» Problem statement
The task requires restating, word for word, the lines of the entries below from the one containing "Detect brown grass" through the final one, both included.

» Data provided
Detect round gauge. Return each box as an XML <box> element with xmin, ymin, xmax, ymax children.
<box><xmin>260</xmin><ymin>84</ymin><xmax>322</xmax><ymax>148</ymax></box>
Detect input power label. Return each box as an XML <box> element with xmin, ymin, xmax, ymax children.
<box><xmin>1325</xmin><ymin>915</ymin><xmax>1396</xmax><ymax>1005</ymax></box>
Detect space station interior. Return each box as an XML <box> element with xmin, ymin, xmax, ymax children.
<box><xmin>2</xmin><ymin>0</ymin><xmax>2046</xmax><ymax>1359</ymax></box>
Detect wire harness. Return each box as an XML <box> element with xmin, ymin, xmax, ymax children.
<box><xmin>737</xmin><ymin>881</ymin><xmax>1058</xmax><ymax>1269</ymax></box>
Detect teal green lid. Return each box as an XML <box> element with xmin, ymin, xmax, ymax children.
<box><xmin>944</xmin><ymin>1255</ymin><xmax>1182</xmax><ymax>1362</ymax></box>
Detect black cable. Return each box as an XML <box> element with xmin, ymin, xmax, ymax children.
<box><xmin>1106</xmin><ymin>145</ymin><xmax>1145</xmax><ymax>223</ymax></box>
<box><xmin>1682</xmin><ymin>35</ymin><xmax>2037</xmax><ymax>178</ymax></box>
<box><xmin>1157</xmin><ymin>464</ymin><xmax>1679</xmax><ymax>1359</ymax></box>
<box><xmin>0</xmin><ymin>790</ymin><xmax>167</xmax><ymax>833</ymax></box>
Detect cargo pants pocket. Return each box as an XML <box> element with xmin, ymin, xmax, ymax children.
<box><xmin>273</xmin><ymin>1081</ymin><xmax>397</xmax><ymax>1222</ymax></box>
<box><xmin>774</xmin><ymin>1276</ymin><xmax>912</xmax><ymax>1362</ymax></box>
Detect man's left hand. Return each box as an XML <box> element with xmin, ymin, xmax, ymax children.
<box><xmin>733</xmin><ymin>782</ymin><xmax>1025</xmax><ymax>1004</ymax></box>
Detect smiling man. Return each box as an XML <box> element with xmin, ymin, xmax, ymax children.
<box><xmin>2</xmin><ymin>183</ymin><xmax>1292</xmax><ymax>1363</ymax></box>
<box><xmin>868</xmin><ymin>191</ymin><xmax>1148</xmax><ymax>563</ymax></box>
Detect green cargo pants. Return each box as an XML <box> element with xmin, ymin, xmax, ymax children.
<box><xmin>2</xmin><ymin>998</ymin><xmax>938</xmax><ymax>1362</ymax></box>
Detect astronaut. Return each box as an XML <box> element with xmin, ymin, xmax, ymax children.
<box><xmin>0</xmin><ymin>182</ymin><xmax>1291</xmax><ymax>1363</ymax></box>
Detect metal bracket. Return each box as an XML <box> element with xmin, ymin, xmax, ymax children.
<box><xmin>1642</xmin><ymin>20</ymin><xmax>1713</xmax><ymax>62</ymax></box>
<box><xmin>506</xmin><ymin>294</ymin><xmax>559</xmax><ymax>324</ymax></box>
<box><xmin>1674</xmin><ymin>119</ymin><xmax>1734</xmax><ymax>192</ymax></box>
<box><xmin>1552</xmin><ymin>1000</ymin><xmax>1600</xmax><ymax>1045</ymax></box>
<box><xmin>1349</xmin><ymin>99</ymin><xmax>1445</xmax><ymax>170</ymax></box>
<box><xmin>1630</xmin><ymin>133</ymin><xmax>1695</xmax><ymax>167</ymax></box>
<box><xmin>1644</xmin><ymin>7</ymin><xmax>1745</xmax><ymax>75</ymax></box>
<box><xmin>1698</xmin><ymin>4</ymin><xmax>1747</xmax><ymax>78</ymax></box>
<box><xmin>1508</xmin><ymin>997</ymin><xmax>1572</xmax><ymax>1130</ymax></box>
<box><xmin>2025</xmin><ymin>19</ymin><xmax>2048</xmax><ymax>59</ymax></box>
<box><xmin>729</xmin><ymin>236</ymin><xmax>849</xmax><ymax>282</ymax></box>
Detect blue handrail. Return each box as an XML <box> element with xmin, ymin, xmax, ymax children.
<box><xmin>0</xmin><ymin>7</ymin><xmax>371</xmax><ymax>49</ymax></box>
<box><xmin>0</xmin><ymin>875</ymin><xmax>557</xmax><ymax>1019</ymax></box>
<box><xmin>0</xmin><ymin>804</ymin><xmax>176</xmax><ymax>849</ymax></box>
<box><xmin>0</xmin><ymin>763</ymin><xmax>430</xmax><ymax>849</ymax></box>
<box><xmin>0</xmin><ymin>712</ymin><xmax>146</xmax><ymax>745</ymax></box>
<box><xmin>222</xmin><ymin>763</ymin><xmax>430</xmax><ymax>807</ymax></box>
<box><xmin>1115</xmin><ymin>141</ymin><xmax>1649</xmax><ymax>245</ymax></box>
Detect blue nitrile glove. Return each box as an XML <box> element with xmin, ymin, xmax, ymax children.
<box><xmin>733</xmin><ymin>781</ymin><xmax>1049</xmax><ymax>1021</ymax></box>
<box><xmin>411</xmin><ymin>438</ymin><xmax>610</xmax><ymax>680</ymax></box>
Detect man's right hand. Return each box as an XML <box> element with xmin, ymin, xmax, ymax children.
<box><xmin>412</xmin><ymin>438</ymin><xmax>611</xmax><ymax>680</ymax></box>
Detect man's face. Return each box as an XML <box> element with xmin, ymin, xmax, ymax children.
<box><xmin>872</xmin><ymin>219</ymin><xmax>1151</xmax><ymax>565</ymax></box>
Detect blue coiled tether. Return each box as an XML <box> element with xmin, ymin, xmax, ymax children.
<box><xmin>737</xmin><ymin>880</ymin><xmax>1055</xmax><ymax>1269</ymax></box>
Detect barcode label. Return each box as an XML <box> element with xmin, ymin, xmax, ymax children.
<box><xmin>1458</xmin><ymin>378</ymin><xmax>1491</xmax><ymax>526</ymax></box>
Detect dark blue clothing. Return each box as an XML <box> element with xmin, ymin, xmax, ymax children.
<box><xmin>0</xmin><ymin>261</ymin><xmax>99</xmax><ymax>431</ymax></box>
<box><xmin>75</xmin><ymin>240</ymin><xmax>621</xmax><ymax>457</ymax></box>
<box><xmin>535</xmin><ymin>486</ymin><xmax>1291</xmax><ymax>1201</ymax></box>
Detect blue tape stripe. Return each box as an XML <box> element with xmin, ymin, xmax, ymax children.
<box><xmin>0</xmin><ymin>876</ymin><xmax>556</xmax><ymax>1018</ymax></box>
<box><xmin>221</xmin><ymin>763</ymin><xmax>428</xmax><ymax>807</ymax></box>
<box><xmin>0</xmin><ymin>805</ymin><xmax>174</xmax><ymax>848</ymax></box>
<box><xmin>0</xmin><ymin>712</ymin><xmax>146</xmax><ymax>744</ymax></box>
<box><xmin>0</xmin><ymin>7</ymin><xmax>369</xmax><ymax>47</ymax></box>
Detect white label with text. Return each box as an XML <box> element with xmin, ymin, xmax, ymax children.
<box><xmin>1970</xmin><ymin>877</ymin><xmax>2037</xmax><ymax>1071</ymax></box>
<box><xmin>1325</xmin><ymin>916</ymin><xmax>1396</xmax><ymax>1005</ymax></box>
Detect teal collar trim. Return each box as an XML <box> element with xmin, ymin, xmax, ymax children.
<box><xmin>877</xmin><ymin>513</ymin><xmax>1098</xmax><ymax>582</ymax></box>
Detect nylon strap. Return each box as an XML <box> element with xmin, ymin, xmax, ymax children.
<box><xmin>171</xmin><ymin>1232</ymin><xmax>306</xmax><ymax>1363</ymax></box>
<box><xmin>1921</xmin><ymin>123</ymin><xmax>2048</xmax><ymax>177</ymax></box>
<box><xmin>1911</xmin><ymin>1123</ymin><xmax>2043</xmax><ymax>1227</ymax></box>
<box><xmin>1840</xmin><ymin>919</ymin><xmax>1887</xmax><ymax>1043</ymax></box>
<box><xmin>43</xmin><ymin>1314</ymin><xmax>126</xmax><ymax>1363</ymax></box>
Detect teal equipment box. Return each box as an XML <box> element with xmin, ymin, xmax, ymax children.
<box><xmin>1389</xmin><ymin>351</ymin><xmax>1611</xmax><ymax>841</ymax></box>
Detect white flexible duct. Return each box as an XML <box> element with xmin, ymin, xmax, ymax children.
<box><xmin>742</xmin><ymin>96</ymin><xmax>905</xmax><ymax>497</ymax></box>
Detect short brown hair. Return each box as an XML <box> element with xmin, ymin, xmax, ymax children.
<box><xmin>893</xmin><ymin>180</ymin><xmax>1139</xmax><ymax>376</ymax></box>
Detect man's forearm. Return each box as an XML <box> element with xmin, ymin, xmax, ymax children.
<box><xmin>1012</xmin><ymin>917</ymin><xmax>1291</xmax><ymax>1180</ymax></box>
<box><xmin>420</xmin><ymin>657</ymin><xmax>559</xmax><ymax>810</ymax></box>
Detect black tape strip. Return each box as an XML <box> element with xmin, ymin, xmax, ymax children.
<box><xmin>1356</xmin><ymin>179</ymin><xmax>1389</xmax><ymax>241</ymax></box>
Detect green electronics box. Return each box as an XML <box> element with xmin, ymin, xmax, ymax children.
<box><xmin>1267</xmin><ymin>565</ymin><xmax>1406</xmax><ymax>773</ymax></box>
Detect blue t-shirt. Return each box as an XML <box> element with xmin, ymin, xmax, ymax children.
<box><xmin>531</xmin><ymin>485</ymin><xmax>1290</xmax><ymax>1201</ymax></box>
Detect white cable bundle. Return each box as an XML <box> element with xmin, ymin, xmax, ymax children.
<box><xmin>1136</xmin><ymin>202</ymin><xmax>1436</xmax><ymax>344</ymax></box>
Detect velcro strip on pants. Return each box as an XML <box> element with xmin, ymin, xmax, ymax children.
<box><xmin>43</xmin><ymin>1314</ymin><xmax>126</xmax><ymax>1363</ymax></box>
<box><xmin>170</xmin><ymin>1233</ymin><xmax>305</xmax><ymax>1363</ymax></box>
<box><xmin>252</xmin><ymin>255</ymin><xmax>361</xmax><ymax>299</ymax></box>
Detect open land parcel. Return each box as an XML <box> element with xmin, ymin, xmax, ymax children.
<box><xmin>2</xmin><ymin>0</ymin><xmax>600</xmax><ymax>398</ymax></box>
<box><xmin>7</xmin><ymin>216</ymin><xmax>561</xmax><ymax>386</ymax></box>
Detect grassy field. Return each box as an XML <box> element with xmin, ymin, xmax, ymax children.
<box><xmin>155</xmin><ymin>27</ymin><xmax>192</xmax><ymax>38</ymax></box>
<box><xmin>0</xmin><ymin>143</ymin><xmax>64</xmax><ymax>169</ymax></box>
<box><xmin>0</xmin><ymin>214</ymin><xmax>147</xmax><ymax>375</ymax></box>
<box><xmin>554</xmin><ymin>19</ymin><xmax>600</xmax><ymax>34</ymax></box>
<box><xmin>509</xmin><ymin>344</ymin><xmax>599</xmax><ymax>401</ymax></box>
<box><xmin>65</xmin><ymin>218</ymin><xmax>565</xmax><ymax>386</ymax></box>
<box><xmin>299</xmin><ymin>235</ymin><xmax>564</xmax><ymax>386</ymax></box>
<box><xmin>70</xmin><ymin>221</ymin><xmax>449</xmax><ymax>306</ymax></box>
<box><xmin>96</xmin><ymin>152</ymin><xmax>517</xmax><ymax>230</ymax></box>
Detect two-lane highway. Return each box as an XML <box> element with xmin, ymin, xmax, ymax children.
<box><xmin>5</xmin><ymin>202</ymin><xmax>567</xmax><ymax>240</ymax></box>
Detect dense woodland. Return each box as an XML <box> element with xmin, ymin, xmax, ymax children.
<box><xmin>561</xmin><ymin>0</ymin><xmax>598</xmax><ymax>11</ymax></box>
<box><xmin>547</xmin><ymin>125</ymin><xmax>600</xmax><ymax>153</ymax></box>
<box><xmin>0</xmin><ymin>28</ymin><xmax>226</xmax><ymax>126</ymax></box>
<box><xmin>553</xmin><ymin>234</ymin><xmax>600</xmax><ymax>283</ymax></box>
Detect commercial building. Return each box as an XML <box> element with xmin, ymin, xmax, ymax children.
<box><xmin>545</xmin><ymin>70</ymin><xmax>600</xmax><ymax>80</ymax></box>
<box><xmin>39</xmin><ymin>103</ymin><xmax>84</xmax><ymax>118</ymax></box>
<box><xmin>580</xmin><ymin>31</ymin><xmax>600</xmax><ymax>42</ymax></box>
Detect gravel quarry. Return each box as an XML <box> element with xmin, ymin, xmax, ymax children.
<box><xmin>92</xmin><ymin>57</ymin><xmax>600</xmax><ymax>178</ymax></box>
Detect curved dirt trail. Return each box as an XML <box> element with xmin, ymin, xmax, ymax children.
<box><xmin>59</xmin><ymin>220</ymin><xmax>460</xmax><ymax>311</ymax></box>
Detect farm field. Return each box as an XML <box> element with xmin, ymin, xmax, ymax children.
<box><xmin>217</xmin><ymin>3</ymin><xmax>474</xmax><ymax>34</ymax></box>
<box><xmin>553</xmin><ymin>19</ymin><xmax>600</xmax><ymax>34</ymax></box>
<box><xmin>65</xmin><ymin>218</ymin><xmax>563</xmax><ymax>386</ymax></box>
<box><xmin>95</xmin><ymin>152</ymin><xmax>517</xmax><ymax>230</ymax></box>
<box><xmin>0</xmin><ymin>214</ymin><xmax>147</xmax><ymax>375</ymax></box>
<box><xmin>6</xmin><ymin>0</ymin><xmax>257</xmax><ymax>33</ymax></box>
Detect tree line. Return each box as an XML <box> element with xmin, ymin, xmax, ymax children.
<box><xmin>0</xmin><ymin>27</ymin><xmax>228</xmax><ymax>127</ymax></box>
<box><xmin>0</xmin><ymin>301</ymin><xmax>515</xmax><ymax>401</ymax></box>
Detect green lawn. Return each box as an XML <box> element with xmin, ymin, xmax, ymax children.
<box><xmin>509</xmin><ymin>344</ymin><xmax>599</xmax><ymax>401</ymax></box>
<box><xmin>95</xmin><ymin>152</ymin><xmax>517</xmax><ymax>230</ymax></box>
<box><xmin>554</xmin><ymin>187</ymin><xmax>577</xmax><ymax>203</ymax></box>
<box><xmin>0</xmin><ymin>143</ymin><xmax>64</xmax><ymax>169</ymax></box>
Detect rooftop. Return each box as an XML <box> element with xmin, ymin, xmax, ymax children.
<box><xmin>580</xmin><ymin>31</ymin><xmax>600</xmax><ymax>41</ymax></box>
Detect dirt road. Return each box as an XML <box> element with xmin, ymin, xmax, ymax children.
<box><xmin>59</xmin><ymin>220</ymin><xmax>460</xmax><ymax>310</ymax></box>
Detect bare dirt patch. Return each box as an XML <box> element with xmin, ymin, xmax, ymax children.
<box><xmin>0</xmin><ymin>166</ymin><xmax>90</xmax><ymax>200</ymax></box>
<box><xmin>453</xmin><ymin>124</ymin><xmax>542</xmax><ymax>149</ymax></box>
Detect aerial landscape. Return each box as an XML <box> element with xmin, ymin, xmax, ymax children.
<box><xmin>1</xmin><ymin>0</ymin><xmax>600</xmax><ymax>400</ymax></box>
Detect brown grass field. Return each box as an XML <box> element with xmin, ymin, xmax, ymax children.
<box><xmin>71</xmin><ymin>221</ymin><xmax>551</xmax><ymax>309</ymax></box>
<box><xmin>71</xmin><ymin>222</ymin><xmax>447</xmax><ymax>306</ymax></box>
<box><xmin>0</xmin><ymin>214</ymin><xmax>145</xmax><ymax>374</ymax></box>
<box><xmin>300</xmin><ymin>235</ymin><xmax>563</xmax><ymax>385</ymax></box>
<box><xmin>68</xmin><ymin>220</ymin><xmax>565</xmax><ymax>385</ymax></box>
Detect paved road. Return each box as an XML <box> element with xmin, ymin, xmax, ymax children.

» Exercise result
Detect brown grass field. Return each box as an XML <box> element with xmin, ymin, xmax, ymax children.
<box><xmin>71</xmin><ymin>221</ymin><xmax>551</xmax><ymax>309</ymax></box>
<box><xmin>71</xmin><ymin>222</ymin><xmax>447</xmax><ymax>306</ymax></box>
<box><xmin>0</xmin><ymin>214</ymin><xmax>145</xmax><ymax>374</ymax></box>
<box><xmin>300</xmin><ymin>235</ymin><xmax>563</xmax><ymax>385</ymax></box>
<box><xmin>68</xmin><ymin>220</ymin><xmax>565</xmax><ymax>385</ymax></box>
Detect paved road. Return each box as an XML <box> element with xmin, ymin, xmax, ymax children.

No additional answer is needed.